## Problems to solve
[1] Update the Fredrik Ström profile: copy it out starting at "Personal details" and ending after "Communist Party (1917–1926)", with "Halland County" changed to "Stockholm County".
[2] In the Fredrik Ström profile, which department store did the Swedish Communists take Lenin to in order to buy him a new suit?

======== Excerpt to read

Member of the Riksdag
- In office 1930–1948
- In office 1916–1921

Personal details
- Born: 10 July 1880 Halland County, Sweden
- Died: 23 November 1948 (aged 68)
- Party: Swedish Social Democratic Party Swedish Communist Party (1917–1926)
- Spouse: Tua Ström [sv]

= Fredrik Ström =

Swedish politician (1880–1948)

Otto Fredrik Ström (10 July 1880 – 23 November 1948) was a Swedish politician, editor and a prolific writer. He held a seat in the Riksdag from 1916 to 1921 and from 1930 to 1948.

He joined the Swedish Social Democratic Party and in 1916 was elected to the Riksdag. However, in 1917 Ström broke with Hjalmar Branting and sided with the far left of the party headed by the communists Zeth Höglund and Ture Nerman. The group supported the Bolsheviks in Russia and would soon become the (original) Swedish Communist Party.

Fredrik Ström was, with Ture Nerman and Stockholm Mayor Carl Lindhagen, part of a small delegation of Swedish communists who greeted Lenin during his short visit in Stockholm in April 1917. The Swedish Communists took Lenin to the PUB department store where they bought him a brand new suit so he would look good returning home to revolutionary Petrograd.

Ström was head of the Stockholm Comintern liaison with Western Europe from 1919 to 1920, and he frequently visited the Soviet Union for meetings including the third congress of the Communist International, held in Moscow in 1921.

================
======== Provided information

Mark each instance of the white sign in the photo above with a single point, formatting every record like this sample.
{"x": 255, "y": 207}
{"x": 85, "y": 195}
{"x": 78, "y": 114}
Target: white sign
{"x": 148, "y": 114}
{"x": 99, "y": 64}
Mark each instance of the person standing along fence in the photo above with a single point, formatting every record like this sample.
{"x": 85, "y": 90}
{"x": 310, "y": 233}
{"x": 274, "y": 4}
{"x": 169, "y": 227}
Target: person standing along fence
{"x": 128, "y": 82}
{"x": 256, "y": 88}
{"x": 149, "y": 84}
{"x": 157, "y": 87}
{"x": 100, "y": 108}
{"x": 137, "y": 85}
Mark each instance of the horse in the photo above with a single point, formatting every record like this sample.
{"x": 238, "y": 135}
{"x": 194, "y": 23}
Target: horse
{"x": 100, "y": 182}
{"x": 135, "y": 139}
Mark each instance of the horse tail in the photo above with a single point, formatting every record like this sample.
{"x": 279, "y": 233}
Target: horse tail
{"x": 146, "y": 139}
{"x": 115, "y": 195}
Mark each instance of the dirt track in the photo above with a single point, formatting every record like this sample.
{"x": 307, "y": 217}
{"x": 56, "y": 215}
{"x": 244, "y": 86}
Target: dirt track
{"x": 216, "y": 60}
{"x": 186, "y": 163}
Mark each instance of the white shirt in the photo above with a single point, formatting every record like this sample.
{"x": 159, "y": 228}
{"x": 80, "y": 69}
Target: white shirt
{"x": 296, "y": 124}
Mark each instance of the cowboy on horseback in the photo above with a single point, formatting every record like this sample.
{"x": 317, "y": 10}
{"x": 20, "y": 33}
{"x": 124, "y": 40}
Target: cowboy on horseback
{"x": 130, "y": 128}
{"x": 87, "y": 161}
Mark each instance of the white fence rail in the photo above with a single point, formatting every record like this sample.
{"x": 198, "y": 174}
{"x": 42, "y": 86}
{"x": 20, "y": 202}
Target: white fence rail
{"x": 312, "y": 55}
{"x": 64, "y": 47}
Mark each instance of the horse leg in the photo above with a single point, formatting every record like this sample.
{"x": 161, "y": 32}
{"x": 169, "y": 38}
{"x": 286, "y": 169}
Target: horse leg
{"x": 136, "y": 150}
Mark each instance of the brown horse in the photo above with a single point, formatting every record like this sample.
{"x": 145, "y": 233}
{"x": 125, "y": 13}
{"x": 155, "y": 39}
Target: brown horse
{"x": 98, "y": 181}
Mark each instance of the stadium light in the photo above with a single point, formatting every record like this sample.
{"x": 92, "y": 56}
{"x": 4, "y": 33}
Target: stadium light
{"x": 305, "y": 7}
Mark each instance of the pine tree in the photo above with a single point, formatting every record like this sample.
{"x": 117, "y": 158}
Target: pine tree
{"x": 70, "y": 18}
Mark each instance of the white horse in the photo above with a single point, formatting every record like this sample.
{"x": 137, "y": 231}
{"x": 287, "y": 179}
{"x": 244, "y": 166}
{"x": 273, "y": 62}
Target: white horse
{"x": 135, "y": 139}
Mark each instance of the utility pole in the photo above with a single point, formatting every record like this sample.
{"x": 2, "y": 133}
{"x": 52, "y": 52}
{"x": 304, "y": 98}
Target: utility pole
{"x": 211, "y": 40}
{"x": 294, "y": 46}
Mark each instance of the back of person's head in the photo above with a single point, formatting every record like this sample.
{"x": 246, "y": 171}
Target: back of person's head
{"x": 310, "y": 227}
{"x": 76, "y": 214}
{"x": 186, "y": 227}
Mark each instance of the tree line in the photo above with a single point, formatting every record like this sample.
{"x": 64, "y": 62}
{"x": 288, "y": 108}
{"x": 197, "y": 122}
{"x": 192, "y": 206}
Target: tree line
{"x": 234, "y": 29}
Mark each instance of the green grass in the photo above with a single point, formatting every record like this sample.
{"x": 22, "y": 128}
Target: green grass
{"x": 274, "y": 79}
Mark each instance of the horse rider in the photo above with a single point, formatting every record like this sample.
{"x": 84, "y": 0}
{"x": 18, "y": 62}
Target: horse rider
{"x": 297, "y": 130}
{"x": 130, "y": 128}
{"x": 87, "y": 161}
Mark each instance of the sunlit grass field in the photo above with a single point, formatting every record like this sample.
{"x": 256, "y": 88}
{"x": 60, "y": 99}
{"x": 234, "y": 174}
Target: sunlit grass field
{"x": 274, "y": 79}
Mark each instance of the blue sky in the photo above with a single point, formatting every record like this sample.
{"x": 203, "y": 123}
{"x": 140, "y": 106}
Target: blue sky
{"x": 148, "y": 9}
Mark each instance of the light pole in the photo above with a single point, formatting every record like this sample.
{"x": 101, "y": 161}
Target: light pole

================

## Answers to the tasks
[1]
Personal details
- Born: 10 July 1880 Stockholm County, Sweden
- Died: 23 November 1948 (aged 68)
- Party: Swedish Social Democratic Party Swedish Communist Party (1917–1926)

[2] The PUB department store.